Task description
Return every line of the records below verbatim, leaving out the pictures.

Stored records

▼▼▼

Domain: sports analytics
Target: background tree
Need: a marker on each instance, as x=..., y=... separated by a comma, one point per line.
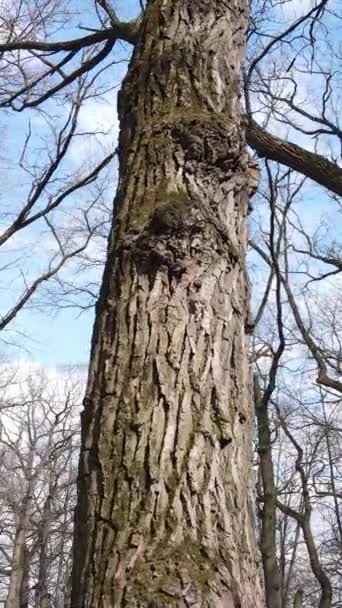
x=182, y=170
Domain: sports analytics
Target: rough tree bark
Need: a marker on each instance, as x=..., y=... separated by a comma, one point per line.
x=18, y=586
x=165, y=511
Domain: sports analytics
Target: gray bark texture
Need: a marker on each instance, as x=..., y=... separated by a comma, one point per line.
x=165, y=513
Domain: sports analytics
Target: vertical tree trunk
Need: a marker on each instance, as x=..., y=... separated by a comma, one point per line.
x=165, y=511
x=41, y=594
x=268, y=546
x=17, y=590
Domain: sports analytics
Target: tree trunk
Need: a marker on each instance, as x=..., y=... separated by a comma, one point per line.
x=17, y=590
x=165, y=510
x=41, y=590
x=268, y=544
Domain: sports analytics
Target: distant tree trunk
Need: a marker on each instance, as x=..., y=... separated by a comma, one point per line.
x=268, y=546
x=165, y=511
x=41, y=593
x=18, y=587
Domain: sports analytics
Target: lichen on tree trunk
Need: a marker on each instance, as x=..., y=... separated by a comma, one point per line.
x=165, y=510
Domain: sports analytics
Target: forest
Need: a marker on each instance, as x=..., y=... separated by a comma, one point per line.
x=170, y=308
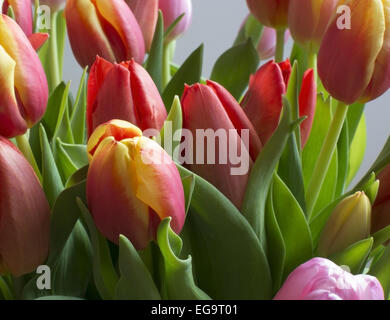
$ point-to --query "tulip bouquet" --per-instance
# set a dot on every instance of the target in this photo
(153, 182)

▲▲▲

Solution below
Domain: sports analytics
Target: background tree
Need: a marker on each instance, as x=..., y=... separated by a comma, one point per line.
x=182, y=170
Domain: sports analytics
Target: rough tree bark
Need: a marker on each instance, as x=..., y=... separated by a comma, one point per line.
x=18, y=586
x=165, y=511
Domain: sports analytics
Target: gray bark texture
Need: a marker on each instance, as x=..., y=... separated by a comma, one point per line.
x=165, y=513
Domain: sports analytics
Target: vertical tree trunk
Need: a marker on each instance, as x=..., y=... separated by a comma, one point per line.
x=165, y=511
x=41, y=594
x=268, y=546
x=17, y=590
Domain: sports analytics
Target: tree trunk
Need: a marker on each instance, as x=..., y=... separated by a comma, one point per line.
x=17, y=590
x=165, y=510
x=41, y=590
x=268, y=544
Domain: sports analytics
Target: distant tree trunk
Need: a marker on each instance, as x=..., y=... separated by a comma, one point per line.
x=268, y=546
x=165, y=511
x=41, y=593
x=18, y=587
Domain: sports analytics
Target: lichen on tree trunk
Need: a marker on each instance, as x=..., y=... separated by a comma, one point per line.
x=165, y=510
Domain: sports analytics
Target: forest
Need: a marker on each instance, as x=..., y=... separated by a comma, one point per line.
x=170, y=308
$ point-to --query "tulip bouquet" --per-instance
# set a dot on every instance of the target in this photo
(153, 182)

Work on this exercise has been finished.